TASK DESCRIPTION: Render the data below as a Markdown table with the columns Number and Entry. Include only the lines from the one containing "the ski pole." down to and including the one containing "column 135, row 237", and leave out any blank lines.

TASK INPUT:
________
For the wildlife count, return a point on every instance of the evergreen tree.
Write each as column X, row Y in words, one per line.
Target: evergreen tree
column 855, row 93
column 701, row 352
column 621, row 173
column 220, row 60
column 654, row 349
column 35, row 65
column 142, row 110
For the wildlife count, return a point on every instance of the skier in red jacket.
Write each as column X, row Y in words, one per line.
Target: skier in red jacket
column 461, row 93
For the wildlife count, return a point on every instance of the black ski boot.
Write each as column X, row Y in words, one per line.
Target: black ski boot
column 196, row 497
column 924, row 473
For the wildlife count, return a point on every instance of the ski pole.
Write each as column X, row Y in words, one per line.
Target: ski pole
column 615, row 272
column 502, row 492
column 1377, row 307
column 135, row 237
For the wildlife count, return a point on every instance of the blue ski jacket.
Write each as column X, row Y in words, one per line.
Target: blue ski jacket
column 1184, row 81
________
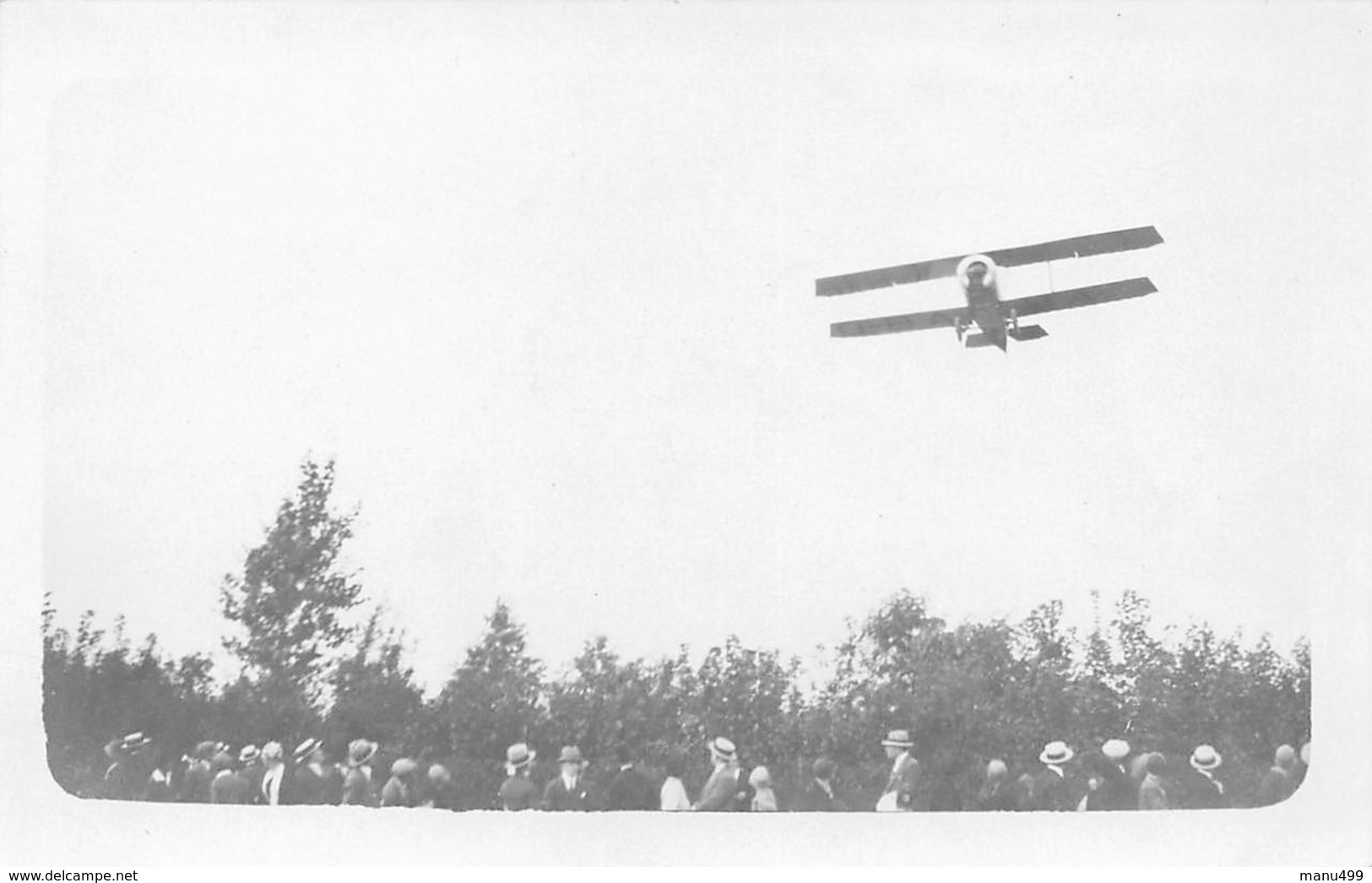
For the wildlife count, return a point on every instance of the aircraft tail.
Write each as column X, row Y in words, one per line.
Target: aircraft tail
________
SOLUTION:
| Number | Entry |
|---|---|
| 1 | For the wildlife count, return a point on every instance of the ski pole. |
| 2 | Write each as column X, row Y in words, one per line. |
| 3 | Target: ski pole |
| 4 | column 615, row 272 |
| 5 | column 502, row 492 |
| 6 | column 1377, row 307 |
| 7 | column 135, row 237 |